- What you are asked to do
Below are records; reproduce exactly the lines from the one containing "Where can the cream" through the end, both included, and only those.

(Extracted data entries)

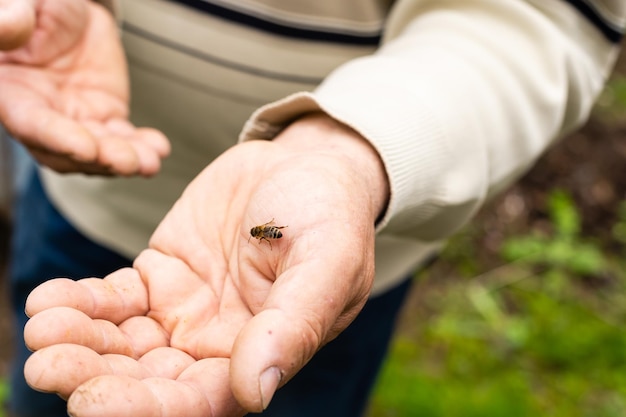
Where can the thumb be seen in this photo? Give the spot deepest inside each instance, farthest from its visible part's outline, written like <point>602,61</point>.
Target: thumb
<point>270,349</point>
<point>17,22</point>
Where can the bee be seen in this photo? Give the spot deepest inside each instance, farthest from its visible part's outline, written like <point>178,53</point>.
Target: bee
<point>266,232</point>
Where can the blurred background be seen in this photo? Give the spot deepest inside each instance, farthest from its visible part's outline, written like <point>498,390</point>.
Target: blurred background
<point>524,314</point>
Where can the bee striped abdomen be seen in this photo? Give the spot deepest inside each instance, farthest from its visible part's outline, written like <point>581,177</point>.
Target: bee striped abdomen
<point>266,232</point>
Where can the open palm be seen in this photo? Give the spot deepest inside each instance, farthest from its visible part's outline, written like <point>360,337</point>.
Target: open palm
<point>65,94</point>
<point>207,323</point>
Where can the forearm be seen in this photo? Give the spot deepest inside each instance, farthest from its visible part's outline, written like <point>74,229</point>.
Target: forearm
<point>320,134</point>
<point>460,100</point>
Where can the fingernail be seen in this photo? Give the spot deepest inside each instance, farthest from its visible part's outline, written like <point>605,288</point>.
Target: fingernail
<point>268,383</point>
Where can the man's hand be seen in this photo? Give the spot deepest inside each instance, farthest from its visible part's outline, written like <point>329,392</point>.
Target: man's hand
<point>208,323</point>
<point>64,88</point>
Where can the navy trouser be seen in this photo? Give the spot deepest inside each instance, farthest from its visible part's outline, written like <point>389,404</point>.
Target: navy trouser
<point>337,381</point>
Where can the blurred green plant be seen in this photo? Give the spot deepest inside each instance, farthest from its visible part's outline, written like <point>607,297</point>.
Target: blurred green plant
<point>565,249</point>
<point>529,338</point>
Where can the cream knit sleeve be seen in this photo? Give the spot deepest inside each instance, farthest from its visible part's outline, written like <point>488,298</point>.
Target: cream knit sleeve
<point>460,100</point>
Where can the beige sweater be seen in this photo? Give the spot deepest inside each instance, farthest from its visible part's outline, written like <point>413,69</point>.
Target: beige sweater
<point>459,97</point>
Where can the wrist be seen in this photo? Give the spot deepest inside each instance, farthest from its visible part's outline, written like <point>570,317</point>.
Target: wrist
<point>318,133</point>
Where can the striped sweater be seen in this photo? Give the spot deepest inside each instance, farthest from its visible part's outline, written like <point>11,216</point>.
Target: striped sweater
<point>459,97</point>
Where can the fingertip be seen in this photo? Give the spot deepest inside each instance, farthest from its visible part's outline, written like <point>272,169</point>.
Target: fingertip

- Result below
Where can the cream knit sleeve be seen in this photo? Give the spot deepest inside each instance, farthest from its visible part's outline, written like <point>488,298</point>.
Target: cream knit sleeve
<point>460,100</point>
Where can the beige sweater be seen in this photo? Give the spot deepest inside each instance, farthest from its visible part's outline, written like <point>413,69</point>.
Target: beige sweater
<point>459,97</point>
Where can the wrist be seen in this photo? Give the spot deepest inside each instance, farthest from its visible part's outline, written like <point>570,317</point>.
Target: wrist
<point>318,133</point>
Where can the striped sweater be seen in this photo? Give the spot deepest inside each instance, farthest from its visible part's outline, written like <point>11,216</point>.
Target: striped sweater
<point>459,97</point>
Where can the fingertip be seen in this photo? Give the spot deepest inside each instance, farthest from its visible part's outline, written like <point>272,169</point>.
Target: fingertip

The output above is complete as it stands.